─── Text section

In this example, we have grouped our samples by cohort_admin2_year. You can see that 2 of the cohorts have a sample size smaller than 10, so these will not be used in further analyses.

Caveats#

Administrative divisions are often convenient for exploratory analysis but can be large and cover multiple sampling locations and different ecosystems
After selecting cohorts, we recommend going back and looking at results from the population structure analysis
- Do any of the cohorts contain mosquitoes from separate PCA clusters? If so, this could be a problem, may need to group mosquitoes into cohorts differently

5. Genetic diversity#

For this section, we want to answer:

How genetically diverse are the mosquito populations represented by our selected cohorts?
Are there any notable similarities and differences in genetic diversity between cohorts?
Is there any evidence for recent inbreeding in any cohorts?

Relevant analyses:

Diversity summary statistics#

Compute and plot genetic diversity summary statistics for all cohorts. See workshop 5, module 3.

m1-5-stats

You can summarise these for each cohort using bar plots which will allow you to easily compare values.

──────
─── Input data

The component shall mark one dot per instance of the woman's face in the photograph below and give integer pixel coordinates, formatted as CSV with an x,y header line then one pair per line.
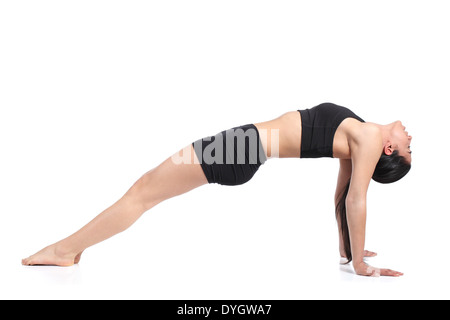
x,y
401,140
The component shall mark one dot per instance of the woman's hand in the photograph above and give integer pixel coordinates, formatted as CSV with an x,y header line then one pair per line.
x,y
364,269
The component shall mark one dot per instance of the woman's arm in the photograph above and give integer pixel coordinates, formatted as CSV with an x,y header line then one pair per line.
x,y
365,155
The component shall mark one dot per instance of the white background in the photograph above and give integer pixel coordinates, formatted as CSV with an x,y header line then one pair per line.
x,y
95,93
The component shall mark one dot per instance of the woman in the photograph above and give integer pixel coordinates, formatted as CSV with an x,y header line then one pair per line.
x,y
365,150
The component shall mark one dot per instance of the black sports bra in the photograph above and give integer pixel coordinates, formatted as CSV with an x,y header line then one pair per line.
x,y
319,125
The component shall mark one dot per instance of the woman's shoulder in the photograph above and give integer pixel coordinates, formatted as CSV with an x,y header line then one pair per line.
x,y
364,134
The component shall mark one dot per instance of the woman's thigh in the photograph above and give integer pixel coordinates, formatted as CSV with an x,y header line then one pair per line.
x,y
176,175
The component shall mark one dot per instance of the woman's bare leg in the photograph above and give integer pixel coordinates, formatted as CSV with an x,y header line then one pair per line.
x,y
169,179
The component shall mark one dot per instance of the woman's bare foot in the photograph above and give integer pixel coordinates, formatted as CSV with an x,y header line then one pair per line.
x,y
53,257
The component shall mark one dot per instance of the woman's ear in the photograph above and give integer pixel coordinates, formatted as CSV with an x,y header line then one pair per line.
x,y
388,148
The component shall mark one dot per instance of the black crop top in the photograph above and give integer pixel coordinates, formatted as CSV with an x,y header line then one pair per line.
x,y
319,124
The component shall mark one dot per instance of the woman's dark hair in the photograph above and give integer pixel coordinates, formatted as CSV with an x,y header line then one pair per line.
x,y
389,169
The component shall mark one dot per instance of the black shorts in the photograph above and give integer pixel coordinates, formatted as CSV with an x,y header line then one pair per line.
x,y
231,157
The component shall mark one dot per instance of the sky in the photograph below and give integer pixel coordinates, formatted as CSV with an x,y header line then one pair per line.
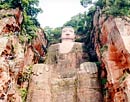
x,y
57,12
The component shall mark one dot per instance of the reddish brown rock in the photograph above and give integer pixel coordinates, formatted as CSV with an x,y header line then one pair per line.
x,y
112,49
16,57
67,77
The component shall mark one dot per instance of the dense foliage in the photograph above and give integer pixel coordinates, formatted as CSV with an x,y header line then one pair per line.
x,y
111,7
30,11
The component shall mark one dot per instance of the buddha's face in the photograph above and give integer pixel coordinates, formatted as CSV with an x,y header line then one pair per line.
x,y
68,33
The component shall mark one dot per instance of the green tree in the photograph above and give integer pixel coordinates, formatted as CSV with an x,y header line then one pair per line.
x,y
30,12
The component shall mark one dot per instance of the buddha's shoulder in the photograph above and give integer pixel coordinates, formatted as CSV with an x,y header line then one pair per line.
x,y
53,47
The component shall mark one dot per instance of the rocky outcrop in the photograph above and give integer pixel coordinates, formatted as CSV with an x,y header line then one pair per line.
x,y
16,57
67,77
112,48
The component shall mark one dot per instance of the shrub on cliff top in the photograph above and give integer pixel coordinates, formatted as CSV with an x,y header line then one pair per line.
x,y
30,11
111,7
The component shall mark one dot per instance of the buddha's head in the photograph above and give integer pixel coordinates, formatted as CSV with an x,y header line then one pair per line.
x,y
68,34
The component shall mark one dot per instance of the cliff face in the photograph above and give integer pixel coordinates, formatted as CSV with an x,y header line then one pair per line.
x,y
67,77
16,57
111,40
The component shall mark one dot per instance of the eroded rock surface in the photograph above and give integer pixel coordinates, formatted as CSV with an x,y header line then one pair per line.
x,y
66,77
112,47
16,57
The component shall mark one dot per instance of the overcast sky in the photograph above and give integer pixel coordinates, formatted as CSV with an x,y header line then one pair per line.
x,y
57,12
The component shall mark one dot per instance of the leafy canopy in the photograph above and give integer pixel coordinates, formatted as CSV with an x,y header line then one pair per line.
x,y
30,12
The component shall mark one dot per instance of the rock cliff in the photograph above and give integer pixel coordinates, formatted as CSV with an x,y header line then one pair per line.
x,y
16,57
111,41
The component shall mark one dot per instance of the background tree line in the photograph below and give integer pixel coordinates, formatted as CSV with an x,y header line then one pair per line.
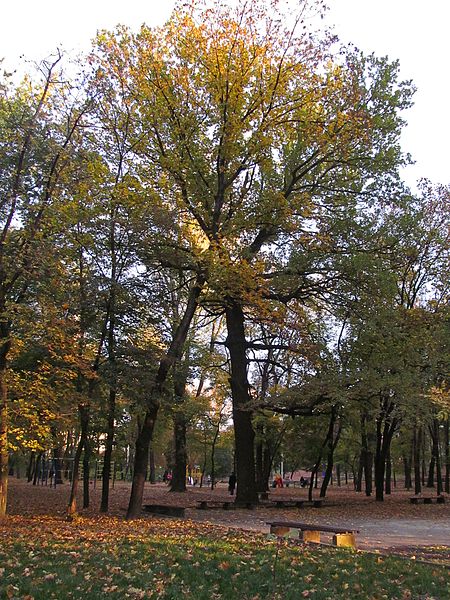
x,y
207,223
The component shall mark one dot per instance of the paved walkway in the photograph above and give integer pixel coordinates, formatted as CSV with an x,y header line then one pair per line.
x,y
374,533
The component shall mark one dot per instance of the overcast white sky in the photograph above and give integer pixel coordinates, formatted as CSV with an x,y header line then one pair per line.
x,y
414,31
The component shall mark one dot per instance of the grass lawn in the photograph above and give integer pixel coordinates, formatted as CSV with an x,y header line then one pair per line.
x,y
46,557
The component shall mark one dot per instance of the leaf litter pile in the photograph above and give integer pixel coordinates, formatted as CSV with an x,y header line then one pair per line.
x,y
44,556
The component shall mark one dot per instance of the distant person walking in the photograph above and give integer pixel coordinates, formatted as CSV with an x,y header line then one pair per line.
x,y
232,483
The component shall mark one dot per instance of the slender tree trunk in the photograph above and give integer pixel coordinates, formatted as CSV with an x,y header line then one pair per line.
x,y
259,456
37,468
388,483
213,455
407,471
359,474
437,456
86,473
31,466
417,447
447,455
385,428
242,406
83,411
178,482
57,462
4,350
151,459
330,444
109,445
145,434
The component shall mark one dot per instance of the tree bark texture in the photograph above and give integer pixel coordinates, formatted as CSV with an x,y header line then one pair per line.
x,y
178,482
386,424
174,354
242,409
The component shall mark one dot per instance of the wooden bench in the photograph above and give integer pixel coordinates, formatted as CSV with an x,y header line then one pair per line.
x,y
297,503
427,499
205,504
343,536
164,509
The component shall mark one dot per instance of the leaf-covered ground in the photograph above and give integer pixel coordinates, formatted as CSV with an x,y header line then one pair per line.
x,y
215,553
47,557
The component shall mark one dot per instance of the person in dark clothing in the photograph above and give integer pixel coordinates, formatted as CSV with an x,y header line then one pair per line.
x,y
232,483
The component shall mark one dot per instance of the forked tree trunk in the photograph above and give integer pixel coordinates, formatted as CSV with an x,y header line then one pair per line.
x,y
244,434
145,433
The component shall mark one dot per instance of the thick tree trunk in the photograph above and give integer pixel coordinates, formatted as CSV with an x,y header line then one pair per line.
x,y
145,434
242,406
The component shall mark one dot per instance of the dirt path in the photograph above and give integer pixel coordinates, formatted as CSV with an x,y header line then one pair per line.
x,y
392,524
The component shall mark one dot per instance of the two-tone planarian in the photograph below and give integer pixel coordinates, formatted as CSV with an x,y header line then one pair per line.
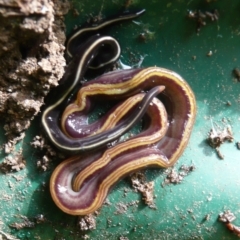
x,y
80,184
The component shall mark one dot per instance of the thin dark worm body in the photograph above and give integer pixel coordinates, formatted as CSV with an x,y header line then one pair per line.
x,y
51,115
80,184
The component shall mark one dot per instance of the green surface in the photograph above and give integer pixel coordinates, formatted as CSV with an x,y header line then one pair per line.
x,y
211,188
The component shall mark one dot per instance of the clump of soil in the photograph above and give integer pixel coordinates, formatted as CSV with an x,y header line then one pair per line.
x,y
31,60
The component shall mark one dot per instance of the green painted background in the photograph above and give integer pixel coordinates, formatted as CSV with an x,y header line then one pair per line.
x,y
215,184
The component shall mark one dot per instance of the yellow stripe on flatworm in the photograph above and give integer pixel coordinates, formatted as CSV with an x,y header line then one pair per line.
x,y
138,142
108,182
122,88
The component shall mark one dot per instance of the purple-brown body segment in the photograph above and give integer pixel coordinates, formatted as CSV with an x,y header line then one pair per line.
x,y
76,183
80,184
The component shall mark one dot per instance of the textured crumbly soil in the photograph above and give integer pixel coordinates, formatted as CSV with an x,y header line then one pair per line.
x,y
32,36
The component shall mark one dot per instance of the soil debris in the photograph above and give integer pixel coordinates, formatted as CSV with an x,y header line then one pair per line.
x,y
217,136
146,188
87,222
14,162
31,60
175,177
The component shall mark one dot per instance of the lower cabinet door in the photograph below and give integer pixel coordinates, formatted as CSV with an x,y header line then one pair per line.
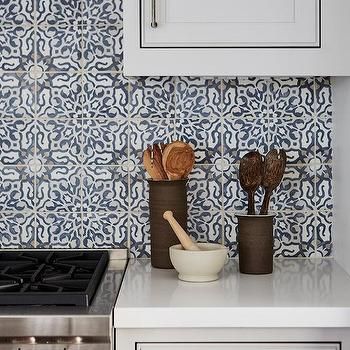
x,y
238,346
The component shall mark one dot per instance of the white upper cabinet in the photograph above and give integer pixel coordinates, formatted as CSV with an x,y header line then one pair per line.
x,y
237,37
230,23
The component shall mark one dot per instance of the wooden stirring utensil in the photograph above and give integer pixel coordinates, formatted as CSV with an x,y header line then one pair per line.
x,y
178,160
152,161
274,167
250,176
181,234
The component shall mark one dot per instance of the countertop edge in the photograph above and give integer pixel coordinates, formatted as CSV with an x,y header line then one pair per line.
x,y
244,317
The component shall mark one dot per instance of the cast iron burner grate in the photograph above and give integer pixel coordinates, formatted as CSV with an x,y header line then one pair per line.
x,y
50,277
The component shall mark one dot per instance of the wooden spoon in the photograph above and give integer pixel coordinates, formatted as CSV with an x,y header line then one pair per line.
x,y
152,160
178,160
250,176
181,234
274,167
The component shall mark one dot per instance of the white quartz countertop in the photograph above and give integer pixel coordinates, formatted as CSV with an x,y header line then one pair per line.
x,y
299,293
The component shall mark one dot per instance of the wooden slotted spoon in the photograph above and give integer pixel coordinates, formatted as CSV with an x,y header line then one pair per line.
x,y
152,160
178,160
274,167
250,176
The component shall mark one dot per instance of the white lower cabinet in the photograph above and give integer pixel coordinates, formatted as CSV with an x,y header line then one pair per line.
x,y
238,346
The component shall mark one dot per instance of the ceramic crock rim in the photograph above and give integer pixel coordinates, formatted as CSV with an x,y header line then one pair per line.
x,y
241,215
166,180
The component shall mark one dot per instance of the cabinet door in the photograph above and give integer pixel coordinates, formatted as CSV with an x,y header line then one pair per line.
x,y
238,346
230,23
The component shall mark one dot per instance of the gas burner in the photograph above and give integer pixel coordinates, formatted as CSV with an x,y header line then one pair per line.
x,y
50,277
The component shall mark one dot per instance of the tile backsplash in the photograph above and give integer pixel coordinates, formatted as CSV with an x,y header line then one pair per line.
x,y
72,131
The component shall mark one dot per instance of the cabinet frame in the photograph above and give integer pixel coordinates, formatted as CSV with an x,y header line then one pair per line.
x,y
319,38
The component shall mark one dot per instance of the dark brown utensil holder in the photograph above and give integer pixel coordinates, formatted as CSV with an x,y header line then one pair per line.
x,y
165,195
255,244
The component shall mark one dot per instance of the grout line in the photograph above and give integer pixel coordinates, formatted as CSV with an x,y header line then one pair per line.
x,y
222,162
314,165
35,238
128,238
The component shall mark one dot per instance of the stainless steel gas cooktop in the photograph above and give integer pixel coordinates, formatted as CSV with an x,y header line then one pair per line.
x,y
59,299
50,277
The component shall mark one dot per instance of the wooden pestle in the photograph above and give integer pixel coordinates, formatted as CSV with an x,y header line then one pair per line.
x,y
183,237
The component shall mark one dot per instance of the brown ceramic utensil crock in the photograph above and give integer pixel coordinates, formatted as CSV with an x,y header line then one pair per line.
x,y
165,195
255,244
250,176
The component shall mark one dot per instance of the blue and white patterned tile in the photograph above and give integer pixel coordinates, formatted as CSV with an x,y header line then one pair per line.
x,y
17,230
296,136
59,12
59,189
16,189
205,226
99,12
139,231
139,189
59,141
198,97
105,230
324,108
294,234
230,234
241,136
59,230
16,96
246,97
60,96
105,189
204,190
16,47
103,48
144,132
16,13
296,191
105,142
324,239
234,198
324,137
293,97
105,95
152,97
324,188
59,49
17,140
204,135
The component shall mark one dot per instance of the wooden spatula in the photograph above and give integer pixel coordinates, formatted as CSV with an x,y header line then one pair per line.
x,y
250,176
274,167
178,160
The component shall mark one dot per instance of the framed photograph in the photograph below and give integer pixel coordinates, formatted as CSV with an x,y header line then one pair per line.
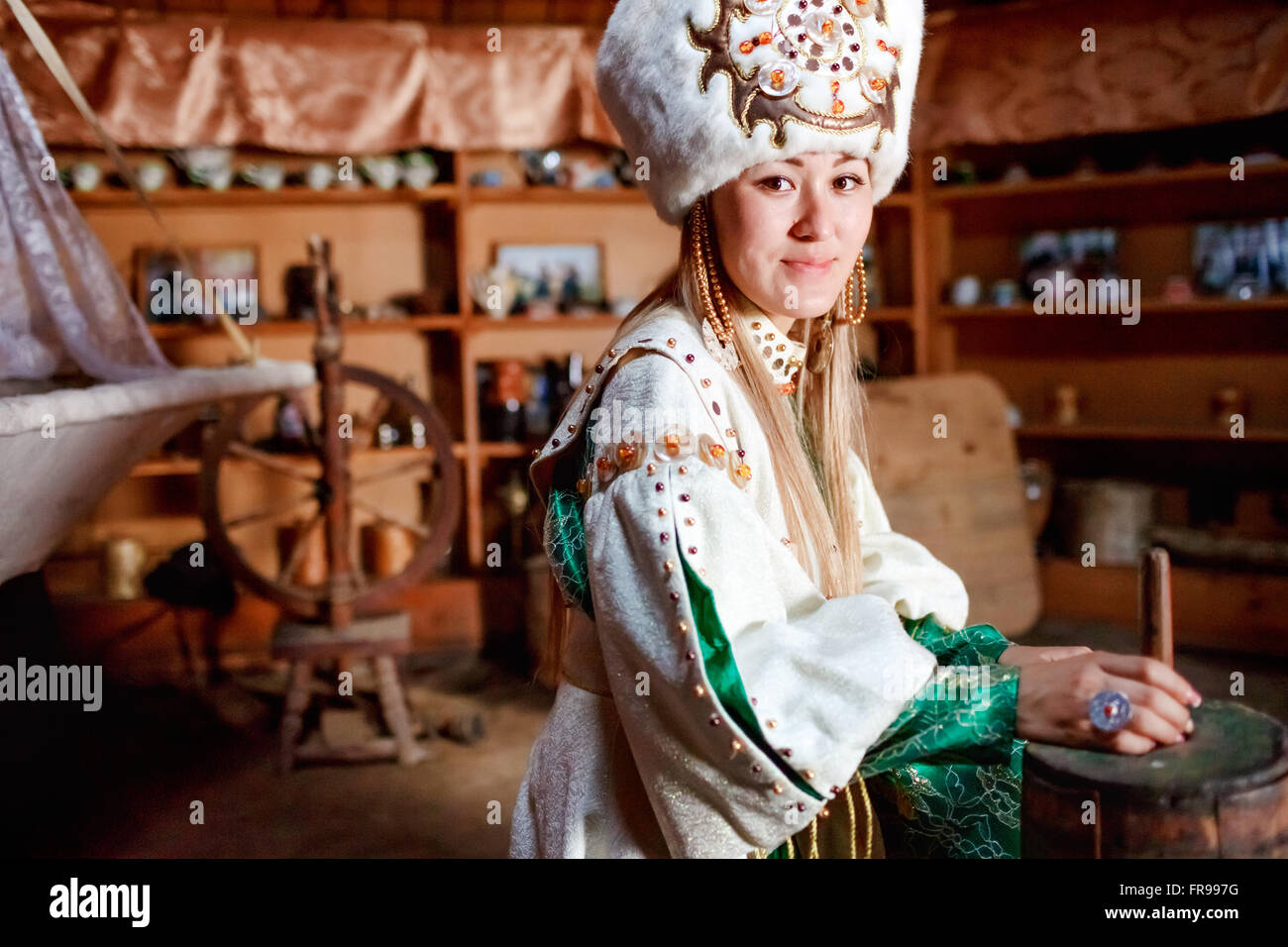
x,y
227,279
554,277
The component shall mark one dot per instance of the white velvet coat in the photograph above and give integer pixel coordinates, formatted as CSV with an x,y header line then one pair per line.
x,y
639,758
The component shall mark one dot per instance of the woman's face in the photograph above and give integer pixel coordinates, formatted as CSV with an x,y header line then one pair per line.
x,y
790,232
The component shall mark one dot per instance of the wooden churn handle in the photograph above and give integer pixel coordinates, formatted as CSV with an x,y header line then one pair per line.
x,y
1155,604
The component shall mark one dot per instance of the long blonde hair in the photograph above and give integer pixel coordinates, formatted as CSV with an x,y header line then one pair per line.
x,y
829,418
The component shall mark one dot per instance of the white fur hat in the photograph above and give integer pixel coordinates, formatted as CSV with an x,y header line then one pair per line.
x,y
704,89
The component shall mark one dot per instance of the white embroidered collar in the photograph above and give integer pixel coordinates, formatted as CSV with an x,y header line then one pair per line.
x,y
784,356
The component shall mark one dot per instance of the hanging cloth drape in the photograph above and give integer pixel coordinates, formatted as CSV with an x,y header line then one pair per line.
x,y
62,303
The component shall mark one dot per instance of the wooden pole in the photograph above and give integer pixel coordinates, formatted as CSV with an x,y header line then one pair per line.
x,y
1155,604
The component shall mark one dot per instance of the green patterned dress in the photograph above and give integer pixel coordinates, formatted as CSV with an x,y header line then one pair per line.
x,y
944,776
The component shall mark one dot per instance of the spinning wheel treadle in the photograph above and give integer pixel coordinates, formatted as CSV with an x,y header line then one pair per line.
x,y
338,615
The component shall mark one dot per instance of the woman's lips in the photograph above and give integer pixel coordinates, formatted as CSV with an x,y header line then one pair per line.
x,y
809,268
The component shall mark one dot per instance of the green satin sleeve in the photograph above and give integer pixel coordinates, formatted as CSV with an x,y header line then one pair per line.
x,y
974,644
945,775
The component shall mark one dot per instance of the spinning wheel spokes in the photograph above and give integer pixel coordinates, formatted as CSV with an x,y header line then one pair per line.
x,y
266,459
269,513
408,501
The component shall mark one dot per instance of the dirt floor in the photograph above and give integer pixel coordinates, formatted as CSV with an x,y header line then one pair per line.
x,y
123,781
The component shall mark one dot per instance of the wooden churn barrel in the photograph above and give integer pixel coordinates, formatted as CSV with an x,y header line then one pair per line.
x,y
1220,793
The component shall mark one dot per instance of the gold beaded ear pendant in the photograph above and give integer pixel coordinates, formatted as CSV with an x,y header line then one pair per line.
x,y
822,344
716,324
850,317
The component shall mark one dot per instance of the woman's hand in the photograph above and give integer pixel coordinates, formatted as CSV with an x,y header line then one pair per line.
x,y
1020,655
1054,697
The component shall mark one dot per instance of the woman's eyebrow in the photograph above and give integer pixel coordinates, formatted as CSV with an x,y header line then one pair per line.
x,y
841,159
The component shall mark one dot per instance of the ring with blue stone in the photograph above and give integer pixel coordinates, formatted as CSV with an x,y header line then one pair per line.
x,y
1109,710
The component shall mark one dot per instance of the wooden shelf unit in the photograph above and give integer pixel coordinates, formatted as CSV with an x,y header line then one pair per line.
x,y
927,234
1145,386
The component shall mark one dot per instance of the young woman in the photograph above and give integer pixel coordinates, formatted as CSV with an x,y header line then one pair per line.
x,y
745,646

──────

Exercise 1:
In the mosquito cohort analysis text, what variable were the samples grouped by?
Exercise 2:
Continue the mosquito cohort analysis text from where it stops.

Response 1:
The samples were grouped by cohort_admin2_year.

Response 2:
Runs of homozygosity (ROH)#

Compute and plot runs of homozygosity for individual samples. See workshop 5, module 4.

m1-5-roh

Here, we are looking for long runs of homozygosity which suggest there might be inbreeding. Note this analysis is run on each sample, so if you have many samples, you could choose a random selection for this step.

6. Insecticide resistance variant frequencies#

For this section, we want to answer:

What genetic variants (SNPs and CNVs) are present in known insecticide resistance genes?
How do these variant frequencies differ between cohorts?

Relevant analyses:

SNPs in the Vgsc gene (pyrethroid target-site resistance)#

Compute and plot frequencies of non-synonymous SNPs in the Vgsc gene. See workshop 1, module 4. m1-6-vgsc

CNVs in Cyp and GSTe genes (metabolic resistance)#

Compute and plot frequencies of CNVs in metabolic gene clusters. See workshop 2, module 4. m1-6-cnv-cyp

SNPs and CNVs in Ace1 (organophosphate resistance) / Gste genes#

Compute and plot frequencies of non-synonymous SNPs and CNVs in the Ace1 gene. See workshop 7, module 1.

To inspect the genetic variants we look at: i) heatmaps that allows us to compare the variants frequencies between different cohorts; ii) interactive maps that show how these frequencies are distributed georgraphically and iii) time series plots to see how frequencies change in time.

7. Genome-wide selection scans (GWSS)#

We want to answer:

What genome regions are under strong recent positive selection?
Are any selection signals at known insecticide resistance genes?
Do any selection signals suggest new candidate insecticide resistance genes?
How do selection scans compare between cohorts?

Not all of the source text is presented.